**Dataset entries**:
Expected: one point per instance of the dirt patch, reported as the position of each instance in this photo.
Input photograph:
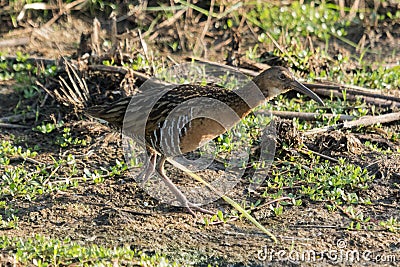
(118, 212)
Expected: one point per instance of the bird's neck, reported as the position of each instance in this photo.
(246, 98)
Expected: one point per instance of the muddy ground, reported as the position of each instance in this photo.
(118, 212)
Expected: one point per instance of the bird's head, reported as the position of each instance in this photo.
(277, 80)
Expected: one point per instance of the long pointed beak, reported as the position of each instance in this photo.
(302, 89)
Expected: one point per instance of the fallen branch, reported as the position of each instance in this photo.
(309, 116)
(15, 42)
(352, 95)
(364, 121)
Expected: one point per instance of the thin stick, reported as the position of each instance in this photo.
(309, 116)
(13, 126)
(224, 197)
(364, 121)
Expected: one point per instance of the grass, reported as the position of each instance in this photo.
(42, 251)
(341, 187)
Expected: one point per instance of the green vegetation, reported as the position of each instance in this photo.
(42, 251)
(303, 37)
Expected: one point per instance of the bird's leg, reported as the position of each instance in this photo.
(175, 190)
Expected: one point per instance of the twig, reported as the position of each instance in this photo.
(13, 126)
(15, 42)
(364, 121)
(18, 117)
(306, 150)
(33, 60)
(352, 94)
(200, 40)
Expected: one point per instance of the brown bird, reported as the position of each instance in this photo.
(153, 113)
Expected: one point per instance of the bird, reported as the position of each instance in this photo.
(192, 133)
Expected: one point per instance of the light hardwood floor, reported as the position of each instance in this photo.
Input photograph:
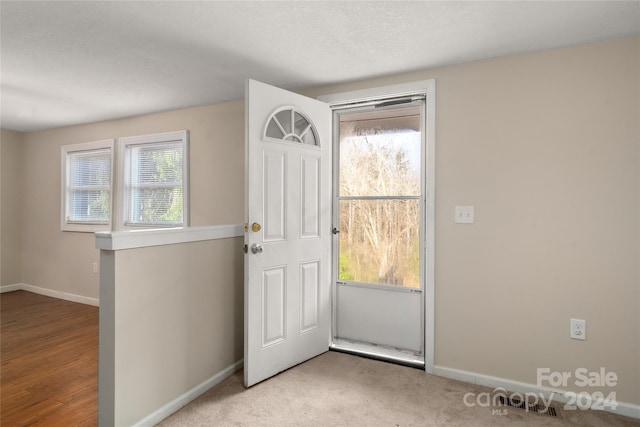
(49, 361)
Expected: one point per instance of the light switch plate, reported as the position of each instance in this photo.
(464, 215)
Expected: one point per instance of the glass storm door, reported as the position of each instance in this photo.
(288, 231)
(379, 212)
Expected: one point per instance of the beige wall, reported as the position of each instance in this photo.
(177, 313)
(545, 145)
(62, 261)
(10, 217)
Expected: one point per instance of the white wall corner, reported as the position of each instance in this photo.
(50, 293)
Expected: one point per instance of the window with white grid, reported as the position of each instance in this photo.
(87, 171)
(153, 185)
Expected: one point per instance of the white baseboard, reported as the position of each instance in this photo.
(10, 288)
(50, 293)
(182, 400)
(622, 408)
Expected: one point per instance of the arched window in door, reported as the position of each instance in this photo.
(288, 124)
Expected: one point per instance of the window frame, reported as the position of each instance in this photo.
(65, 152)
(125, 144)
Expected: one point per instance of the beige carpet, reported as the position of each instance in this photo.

==

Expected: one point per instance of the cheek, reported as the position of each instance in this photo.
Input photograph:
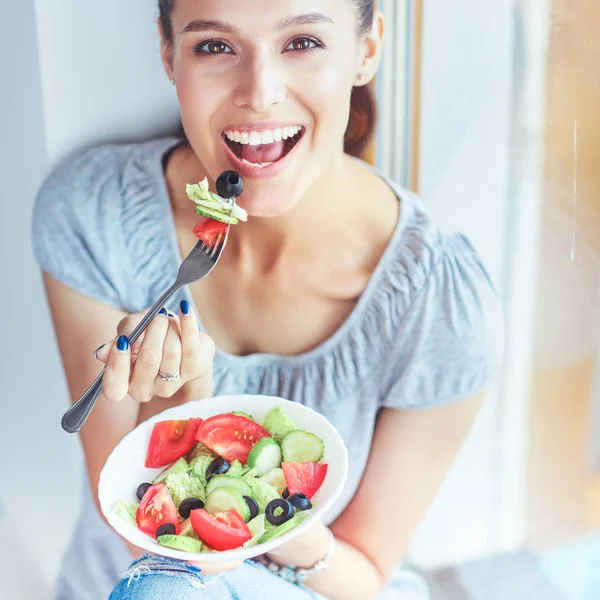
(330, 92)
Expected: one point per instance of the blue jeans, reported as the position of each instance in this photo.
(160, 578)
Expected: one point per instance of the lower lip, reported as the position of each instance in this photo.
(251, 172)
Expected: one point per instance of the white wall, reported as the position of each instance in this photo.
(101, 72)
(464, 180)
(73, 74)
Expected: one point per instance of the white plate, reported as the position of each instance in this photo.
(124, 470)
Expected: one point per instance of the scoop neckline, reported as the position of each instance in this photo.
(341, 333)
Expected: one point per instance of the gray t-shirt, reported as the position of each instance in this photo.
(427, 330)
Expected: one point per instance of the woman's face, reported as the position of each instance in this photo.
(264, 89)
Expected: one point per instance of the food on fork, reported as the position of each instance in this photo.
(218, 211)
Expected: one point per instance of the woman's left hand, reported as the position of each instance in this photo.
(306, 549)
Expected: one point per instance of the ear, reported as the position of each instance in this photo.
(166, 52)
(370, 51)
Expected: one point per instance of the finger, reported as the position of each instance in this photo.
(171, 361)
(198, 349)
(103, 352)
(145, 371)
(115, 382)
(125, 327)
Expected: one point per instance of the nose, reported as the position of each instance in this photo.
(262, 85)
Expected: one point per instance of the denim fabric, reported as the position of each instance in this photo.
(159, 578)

**The problem**:
Keep to the lines above from the line with "Expected: one point per instance of the bird, reported" to the line with "Expected: one point per instance of the beige carpet, reported", and set down exactly those, inclusive, with nothing else and every picture left out.

**Finished exercise**:
Expected: one point per instance of the bird, reported as the position of each instance in this photo.
(192, 133)
Expected: one point per instance of the light hardwood floor, reported as the position of each instance in this photo.
Input photograph:
(49, 361)
Expected: one point per instance of the light switch plate, reported as the position of each instance in this photo.
(464, 215)
Expected: one point per instance of the glass storm door, reported as the position of each instance in this photo.
(288, 231)
(379, 212)
Expected: one point per instance of the beige wall, reported as the position of each instance in this photo.
(177, 313)
(545, 145)
(62, 261)
(10, 217)
Expected: one point per instance of the white wall corner, reported as the position of each instance in this photo.
(50, 293)
Expected: one point per instance of the window with white grid, reported as the position of each instance in this photo.
(87, 171)
(153, 185)
Expected: one point per instance of the white baseboard, reported as the position of each instance in this photo.
(10, 288)
(50, 293)
(182, 400)
(622, 408)
Expected: one point per instance of the arched window in door, reported as the position of each instance in this photo.
(288, 124)
Expected: one point per instance of the window frame, reported as the position of each instance in this photo.
(65, 152)
(125, 144)
Expected: one point per instance of the beige carpet, reported as the position of each instance in this photo.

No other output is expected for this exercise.